Items stored from a collection
▼

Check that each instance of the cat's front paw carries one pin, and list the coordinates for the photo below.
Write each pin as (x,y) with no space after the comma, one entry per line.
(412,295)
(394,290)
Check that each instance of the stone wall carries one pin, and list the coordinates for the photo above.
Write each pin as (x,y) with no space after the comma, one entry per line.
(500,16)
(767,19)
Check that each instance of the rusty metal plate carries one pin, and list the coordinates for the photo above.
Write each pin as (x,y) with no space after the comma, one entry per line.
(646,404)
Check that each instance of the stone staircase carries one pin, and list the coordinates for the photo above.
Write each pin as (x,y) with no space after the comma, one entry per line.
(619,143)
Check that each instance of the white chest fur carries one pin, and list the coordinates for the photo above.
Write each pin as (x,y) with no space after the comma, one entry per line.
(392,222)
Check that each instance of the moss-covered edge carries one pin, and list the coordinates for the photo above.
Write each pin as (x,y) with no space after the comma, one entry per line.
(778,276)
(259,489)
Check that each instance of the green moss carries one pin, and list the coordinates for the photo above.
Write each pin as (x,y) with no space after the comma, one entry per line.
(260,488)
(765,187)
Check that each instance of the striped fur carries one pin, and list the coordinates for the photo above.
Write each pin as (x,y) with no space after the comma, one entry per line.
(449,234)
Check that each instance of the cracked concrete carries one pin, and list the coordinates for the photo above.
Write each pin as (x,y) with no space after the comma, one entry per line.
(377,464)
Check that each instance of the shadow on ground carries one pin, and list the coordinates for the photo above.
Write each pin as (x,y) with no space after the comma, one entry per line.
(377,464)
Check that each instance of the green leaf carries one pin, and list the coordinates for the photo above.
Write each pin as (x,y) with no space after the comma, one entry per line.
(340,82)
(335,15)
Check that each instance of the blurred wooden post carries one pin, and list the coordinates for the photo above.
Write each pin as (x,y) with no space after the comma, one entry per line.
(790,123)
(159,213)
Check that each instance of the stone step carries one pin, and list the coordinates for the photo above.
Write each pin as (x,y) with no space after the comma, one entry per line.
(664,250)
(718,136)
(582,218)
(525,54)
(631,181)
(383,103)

▲

→ Directions
Convert every line of the items above into a JSON list of strings, with one string per line and no blank lines.

→ Task result
[
  "Check that each instance of the cat's front paw carries one pin, and list the coordinates for the photo below.",
  "Write each pin as (x,y) with no space after the comma, one entry per line.",
  "(412,295)",
  "(394,290)",
  "Check that each instance of the stone wall carries one pin, and list the coordinates for the photo above.",
  "Write each pin as (x,y) with no space after the comma, one entry per line.",
  "(500,16)",
  "(767,19)",
  "Check that each instance of the rusty metal plate carries one pin, and list the coordinates for the photo above.",
  "Write each pin as (x,y) with no space after the comma, one entry per line.",
  "(646,404)",
  "Check that each instance of the stone staircase carries one pin, and list the coordinates for the photo above.",
  "Write each pin as (x,y) with no space after the comma, one entry per line.",
  "(619,143)",
  "Check that each instance of the white chest fur carries one pin, and list the coordinates for the photo above.",
  "Write each pin as (x,y) with no space after the comma, one entry per line.",
  "(392,222)",
  "Check that each instance of the moss-covered edge carries one pin, and list the coordinates for the photo above.",
  "Write each pin as (x,y) with no space after the comma, one entry per line.",
  "(778,276)",
  "(259,489)",
  "Check that each instance of the green moss carries one pin, and list the coordinates for the photo above.",
  "Write each pin as (x,y) with no space after the comma, one entry per line.",
  "(260,488)",
  "(765,187)",
  "Check that each instance of the striped fur carries one pin, and list the coordinates for the photo above.",
  "Write each pin as (x,y) with no space after the comma, one entry per line.",
  "(449,234)",
  "Check that each instance of the cracked concrete carries one pin, and list the coordinates for the photo above.",
  "Write each pin as (x,y) with no space after the comma, one entry per line.",
  "(377,464)",
  "Check that each instance of the shadow on ground carries one pin, and list the coordinates for the photo above.",
  "Write each pin as (x,y) with no space after the comma, one entry per line.",
  "(377,464)",
  "Check that each instance of the green leaf carries one pin, and list the coordinates for the photo above.",
  "Write each pin as (x,y) with no space after the comma, one entry per line.",
  "(340,82)",
  "(335,15)",
  "Check that each instance of the blurred wooden post carries one pin, and list the coordinates for the photo above.",
  "Write each pin as (x,y) with no space after the comma, one entry per line.",
  "(790,123)",
  "(159,213)",
  "Check that each instance of the stone step carries one pin, and list the coordinates for the photo above.",
  "Write each pin as (x,y) with no space after the comma, one entry per line.",
  "(664,250)",
  "(718,136)",
  "(582,218)",
  "(525,54)",
  "(631,181)",
  "(383,103)"
]